EXERCISE
Could you reproduce word for word the entries below, starting with the line that contains "Identify the jacket collar" and going on through the line that contains "[935,292,1242,582]", with both of those lines included?
⟨
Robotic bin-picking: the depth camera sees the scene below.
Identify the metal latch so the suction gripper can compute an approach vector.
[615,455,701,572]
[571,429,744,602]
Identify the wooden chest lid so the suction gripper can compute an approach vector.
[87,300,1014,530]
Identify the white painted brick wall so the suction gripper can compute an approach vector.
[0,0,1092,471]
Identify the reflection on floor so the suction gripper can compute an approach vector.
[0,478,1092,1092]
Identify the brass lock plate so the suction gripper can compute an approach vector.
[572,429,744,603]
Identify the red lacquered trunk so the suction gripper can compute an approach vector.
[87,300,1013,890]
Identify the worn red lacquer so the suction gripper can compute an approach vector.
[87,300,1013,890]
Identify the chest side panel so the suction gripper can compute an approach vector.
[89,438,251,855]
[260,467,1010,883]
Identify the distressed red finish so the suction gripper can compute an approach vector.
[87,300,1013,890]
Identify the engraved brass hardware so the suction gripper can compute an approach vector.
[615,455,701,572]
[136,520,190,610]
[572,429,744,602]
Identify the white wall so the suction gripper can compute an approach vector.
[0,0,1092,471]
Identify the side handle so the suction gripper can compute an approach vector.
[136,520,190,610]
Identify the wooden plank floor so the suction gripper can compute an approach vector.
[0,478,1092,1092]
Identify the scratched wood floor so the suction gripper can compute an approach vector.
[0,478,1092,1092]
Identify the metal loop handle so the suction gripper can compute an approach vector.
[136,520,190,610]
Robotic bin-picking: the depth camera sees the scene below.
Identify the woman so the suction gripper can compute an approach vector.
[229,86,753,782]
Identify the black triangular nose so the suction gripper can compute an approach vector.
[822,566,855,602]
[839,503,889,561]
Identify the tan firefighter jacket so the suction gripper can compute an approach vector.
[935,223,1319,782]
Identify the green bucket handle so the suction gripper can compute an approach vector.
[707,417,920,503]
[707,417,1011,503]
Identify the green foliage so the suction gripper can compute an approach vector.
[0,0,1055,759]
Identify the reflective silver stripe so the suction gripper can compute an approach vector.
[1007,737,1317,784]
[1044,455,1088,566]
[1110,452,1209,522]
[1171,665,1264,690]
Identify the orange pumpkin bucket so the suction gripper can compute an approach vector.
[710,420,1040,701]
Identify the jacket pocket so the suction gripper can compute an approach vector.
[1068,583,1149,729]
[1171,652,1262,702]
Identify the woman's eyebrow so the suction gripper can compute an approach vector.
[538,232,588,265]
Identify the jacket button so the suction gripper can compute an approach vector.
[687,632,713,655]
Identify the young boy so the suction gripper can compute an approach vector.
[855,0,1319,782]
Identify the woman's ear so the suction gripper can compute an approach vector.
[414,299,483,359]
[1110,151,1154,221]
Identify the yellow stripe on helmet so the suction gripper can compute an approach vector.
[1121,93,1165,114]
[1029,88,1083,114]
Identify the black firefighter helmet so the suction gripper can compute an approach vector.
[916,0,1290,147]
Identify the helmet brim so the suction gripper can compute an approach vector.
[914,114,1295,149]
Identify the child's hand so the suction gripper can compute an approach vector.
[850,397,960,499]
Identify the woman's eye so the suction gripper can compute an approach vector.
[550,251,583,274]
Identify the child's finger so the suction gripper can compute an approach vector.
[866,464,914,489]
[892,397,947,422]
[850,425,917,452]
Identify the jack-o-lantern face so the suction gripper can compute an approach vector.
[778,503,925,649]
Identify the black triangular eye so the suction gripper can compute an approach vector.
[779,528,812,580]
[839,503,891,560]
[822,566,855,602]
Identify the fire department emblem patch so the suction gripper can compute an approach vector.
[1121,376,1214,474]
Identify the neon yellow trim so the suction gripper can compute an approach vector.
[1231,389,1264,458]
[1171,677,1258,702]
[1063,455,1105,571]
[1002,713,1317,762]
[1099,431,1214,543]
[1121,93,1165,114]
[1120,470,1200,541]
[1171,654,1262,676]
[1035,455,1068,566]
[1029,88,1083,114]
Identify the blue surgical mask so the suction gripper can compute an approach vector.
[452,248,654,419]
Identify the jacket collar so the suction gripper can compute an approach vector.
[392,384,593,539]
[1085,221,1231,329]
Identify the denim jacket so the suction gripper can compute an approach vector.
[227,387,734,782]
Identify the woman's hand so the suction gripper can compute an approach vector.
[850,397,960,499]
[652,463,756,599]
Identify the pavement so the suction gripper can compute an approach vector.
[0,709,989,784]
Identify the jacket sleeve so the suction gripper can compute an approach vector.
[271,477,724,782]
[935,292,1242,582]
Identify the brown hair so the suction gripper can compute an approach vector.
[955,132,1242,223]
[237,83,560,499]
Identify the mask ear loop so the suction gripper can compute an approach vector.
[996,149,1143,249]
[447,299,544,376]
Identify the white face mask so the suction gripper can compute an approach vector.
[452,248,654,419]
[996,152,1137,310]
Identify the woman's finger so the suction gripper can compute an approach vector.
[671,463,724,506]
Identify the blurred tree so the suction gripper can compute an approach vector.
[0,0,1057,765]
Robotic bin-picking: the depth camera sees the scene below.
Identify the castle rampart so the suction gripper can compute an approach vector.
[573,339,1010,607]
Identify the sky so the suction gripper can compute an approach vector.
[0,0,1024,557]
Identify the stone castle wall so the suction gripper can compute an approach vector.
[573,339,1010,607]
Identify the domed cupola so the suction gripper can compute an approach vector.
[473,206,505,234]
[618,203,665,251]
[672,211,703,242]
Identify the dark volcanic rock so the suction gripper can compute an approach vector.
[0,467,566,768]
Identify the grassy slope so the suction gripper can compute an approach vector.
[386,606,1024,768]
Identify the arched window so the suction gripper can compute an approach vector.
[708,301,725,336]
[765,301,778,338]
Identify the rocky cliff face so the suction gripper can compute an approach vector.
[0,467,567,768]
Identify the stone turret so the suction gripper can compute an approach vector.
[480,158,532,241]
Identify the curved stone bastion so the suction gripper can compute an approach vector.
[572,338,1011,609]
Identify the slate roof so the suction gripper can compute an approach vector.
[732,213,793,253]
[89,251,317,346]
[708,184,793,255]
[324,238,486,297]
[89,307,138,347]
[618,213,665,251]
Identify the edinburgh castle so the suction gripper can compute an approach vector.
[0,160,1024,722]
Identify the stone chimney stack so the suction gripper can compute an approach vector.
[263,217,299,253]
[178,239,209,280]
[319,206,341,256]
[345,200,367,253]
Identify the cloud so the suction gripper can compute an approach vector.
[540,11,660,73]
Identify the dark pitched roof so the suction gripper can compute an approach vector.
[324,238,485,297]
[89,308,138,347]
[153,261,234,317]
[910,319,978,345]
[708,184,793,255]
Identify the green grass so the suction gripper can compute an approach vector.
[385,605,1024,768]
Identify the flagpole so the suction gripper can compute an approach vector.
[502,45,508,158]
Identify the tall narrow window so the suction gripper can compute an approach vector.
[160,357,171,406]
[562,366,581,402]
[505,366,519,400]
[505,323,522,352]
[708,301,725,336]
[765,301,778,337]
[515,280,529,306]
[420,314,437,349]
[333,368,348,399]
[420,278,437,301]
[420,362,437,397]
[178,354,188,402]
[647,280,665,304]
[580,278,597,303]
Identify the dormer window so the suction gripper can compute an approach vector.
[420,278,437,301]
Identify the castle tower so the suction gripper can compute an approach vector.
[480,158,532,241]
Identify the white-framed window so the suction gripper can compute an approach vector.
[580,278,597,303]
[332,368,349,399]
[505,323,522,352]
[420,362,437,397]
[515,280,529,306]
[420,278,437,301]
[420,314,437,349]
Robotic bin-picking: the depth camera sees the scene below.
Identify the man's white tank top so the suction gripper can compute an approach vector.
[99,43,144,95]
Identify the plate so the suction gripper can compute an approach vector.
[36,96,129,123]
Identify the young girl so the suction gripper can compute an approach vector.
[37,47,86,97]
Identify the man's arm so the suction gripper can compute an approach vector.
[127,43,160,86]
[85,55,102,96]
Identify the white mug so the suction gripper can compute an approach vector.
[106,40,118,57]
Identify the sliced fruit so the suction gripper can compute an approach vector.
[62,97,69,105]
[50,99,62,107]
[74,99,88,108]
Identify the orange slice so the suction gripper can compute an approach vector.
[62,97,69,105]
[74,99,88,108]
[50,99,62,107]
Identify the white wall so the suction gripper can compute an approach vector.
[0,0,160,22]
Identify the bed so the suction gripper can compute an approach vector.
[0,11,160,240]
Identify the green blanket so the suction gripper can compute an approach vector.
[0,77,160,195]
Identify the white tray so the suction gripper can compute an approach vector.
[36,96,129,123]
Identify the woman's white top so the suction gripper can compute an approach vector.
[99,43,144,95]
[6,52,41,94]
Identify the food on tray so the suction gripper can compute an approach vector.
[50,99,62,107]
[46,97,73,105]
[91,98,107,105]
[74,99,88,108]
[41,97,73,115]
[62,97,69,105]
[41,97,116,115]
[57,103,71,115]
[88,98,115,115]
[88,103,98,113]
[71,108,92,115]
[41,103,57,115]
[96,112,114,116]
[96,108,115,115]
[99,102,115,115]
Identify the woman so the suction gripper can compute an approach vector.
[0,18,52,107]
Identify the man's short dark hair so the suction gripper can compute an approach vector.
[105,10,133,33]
⟩
CORRECT OUTPUT
Identify the jacket collar so the suction gripper can compute an approach vector.
[392,384,593,539]
[1085,221,1231,329]
Identify the denim jacket so the suction gripper can compute an approach vector.
[227,387,734,782]
Identify the woman's hand so the suction gripper can compute an approach vector.
[850,397,960,499]
[652,463,756,599]
Identify the pavement so the suction gripper can compute an approach vector.
[0,709,989,784]
Identify the jacket sleeve so the suction gripper can compute an approach vector.
[271,477,724,782]
[935,292,1242,582]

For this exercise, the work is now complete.